**Task statement**
Copy every one of the following lines verbatim, from the first row to the last.
==== Provided information ====
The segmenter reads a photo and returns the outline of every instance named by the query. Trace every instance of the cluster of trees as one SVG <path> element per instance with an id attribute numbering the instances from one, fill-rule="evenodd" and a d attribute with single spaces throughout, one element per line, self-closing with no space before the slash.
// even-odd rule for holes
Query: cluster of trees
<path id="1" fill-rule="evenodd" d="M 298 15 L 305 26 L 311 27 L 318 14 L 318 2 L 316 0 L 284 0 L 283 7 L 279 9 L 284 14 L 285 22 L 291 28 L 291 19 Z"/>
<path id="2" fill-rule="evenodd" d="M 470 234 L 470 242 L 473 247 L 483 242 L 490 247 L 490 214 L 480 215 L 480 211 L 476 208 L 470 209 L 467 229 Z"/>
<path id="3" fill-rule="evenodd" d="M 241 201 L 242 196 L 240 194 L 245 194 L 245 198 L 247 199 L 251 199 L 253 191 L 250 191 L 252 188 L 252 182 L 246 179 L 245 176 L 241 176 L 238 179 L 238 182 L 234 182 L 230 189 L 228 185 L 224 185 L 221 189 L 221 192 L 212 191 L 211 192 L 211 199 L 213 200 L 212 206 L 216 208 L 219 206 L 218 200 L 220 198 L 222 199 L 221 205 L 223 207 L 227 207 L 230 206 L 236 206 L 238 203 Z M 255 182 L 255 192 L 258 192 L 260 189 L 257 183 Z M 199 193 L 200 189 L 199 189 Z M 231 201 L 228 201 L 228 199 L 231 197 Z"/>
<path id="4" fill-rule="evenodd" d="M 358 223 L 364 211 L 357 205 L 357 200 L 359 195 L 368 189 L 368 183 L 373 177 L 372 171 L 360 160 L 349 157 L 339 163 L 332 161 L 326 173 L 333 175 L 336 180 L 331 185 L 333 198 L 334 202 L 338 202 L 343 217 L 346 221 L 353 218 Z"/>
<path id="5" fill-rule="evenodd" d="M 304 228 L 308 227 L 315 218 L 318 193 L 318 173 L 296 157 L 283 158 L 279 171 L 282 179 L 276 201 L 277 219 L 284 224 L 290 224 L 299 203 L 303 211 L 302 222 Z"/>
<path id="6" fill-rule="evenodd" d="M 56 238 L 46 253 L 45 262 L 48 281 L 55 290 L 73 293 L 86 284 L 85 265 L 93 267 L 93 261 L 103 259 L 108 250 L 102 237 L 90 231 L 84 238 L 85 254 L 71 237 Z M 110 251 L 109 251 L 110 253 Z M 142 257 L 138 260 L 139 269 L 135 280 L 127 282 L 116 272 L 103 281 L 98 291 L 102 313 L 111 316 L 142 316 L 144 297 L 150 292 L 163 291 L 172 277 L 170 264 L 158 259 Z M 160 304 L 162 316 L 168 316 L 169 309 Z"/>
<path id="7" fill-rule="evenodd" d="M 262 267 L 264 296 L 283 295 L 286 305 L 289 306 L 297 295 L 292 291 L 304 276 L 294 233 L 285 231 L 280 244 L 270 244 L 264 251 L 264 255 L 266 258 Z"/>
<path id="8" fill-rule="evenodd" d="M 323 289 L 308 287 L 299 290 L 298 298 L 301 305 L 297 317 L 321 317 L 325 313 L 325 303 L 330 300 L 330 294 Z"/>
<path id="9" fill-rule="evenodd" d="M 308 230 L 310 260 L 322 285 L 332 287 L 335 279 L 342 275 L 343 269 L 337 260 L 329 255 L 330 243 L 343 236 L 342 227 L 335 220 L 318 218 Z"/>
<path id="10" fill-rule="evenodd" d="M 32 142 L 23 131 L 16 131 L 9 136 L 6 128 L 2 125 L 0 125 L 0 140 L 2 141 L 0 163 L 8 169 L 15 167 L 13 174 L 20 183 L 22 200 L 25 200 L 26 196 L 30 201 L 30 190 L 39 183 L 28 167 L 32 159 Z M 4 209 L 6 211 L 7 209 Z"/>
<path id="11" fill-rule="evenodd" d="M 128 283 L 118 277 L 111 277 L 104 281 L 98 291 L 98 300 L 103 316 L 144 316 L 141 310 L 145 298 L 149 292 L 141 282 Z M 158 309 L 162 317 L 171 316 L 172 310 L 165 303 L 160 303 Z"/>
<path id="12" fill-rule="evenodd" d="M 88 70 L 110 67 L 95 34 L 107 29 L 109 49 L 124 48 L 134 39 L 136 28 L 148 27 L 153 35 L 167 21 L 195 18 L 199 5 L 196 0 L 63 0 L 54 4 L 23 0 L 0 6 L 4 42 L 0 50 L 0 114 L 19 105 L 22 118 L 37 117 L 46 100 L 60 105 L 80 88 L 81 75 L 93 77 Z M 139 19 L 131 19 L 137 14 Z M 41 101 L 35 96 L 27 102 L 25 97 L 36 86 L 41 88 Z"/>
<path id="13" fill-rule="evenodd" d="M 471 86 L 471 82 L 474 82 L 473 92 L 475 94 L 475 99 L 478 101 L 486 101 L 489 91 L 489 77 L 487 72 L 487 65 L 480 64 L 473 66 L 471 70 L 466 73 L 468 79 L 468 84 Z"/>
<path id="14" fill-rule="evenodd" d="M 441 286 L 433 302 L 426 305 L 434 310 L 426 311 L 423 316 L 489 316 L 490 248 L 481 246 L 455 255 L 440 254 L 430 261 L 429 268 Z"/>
====
**Task output**
The segmenter reads a photo and returns the outline of every instance named by the query. Trace every instance of the cluster of trees as one SVG <path> element per instance with an id attribute numbering the instances from one, fill-rule="evenodd" and a d attribute with single spaces throughout, one element per line, self-closing with no space before the slash.
// even-odd rule for holes
Query: cluster of trees
<path id="1" fill-rule="evenodd" d="M 298 15 L 305 26 L 311 27 L 318 14 L 318 2 L 316 0 L 284 0 L 283 7 L 279 9 L 284 14 L 285 22 L 291 28 L 291 19 Z"/>
<path id="2" fill-rule="evenodd" d="M 470 234 L 470 242 L 473 247 L 483 242 L 490 247 L 490 214 L 480 215 L 480 211 L 476 208 L 470 209 L 467 229 Z"/>
<path id="3" fill-rule="evenodd" d="M 241 201 L 242 196 L 240 194 L 245 194 L 245 198 L 247 199 L 251 199 L 253 191 L 250 191 L 252 188 L 252 182 L 246 179 L 245 176 L 241 176 L 238 179 L 238 182 L 234 182 L 230 189 L 228 185 L 224 185 L 221 189 L 221 192 L 212 191 L 211 192 L 211 199 L 213 200 L 212 206 L 216 208 L 219 206 L 218 200 L 220 198 L 222 199 L 221 205 L 223 207 L 227 207 L 230 206 L 236 206 L 238 203 Z M 255 182 L 255 192 L 258 192 L 260 189 L 257 183 Z M 199 193 L 200 189 L 199 189 Z M 231 201 L 228 201 L 228 199 L 231 197 Z"/>
<path id="4" fill-rule="evenodd" d="M 358 223 L 364 211 L 357 205 L 357 200 L 359 195 L 368 189 L 368 183 L 373 177 L 372 171 L 360 160 L 349 157 L 339 163 L 332 161 L 326 173 L 333 175 L 336 180 L 331 185 L 333 198 L 334 202 L 338 202 L 343 217 L 346 221 L 353 218 Z"/>
<path id="5" fill-rule="evenodd" d="M 304 228 L 308 227 L 315 218 L 318 193 L 318 173 L 296 157 L 283 158 L 279 171 L 282 179 L 276 201 L 277 219 L 284 224 L 290 224 L 299 203 L 303 211 L 302 222 Z"/>
<path id="6" fill-rule="evenodd" d="M 56 238 L 46 253 L 45 262 L 48 281 L 55 290 L 73 293 L 86 284 L 85 265 L 93 267 L 93 261 L 103 259 L 108 250 L 102 237 L 90 231 L 84 238 L 85 254 L 71 237 Z M 110 251 L 109 251 L 110 253 Z M 142 257 L 138 260 L 139 269 L 135 280 L 127 282 L 116 272 L 103 281 L 98 291 L 102 313 L 111 316 L 142 316 L 144 297 L 150 292 L 163 291 L 172 277 L 170 264 L 158 259 Z M 160 304 L 162 316 L 168 316 L 169 309 Z"/>
<path id="7" fill-rule="evenodd" d="M 262 267 L 264 296 L 283 295 L 286 305 L 289 306 L 297 295 L 292 291 L 304 276 L 294 233 L 285 231 L 280 244 L 270 244 L 264 251 L 264 255 L 266 258 Z"/>
<path id="8" fill-rule="evenodd" d="M 323 289 L 308 287 L 299 290 L 298 298 L 301 305 L 297 317 L 321 317 L 325 313 L 325 303 L 330 300 L 330 294 Z"/>
<path id="9" fill-rule="evenodd" d="M 308 230 L 310 260 L 322 285 L 332 287 L 335 279 L 342 275 L 343 269 L 337 260 L 329 255 L 330 243 L 343 236 L 342 227 L 335 220 L 318 218 Z"/>
<path id="10" fill-rule="evenodd" d="M 32 142 L 23 131 L 16 131 L 9 136 L 6 128 L 2 125 L 0 125 L 0 140 L 2 141 L 0 163 L 8 169 L 15 167 L 13 174 L 20 183 L 22 200 L 25 200 L 26 196 L 30 201 L 30 190 L 39 183 L 28 167 L 32 159 Z M 4 209 L 6 211 L 7 209 Z"/>
<path id="11" fill-rule="evenodd" d="M 128 283 L 118 277 L 111 277 L 104 281 L 98 291 L 98 300 L 103 316 L 144 316 L 141 310 L 145 298 L 149 292 L 141 282 Z M 158 309 L 162 317 L 171 316 L 172 310 L 165 303 L 160 303 Z"/>
<path id="12" fill-rule="evenodd" d="M 88 70 L 110 67 L 95 34 L 107 29 L 109 49 L 124 48 L 134 39 L 136 28 L 148 27 L 153 35 L 167 21 L 195 18 L 199 5 L 196 0 L 63 0 L 54 4 L 23 0 L 0 6 L 4 42 L 0 50 L 0 114 L 19 105 L 22 118 L 37 117 L 46 100 L 60 105 L 80 88 L 81 75 L 93 77 Z M 139 19 L 131 19 L 137 14 Z M 41 101 L 35 96 L 27 102 L 25 97 L 36 86 L 41 88 Z"/>
<path id="13" fill-rule="evenodd" d="M 471 86 L 471 82 L 474 82 L 473 92 L 475 94 L 475 99 L 478 101 L 486 101 L 489 91 L 489 77 L 487 72 L 487 65 L 480 64 L 473 66 L 471 70 L 466 73 L 468 79 L 468 84 Z"/>
<path id="14" fill-rule="evenodd" d="M 441 286 L 433 302 L 426 305 L 434 310 L 426 311 L 423 316 L 489 316 L 490 248 L 481 246 L 455 255 L 440 254 L 430 261 L 429 268 Z"/>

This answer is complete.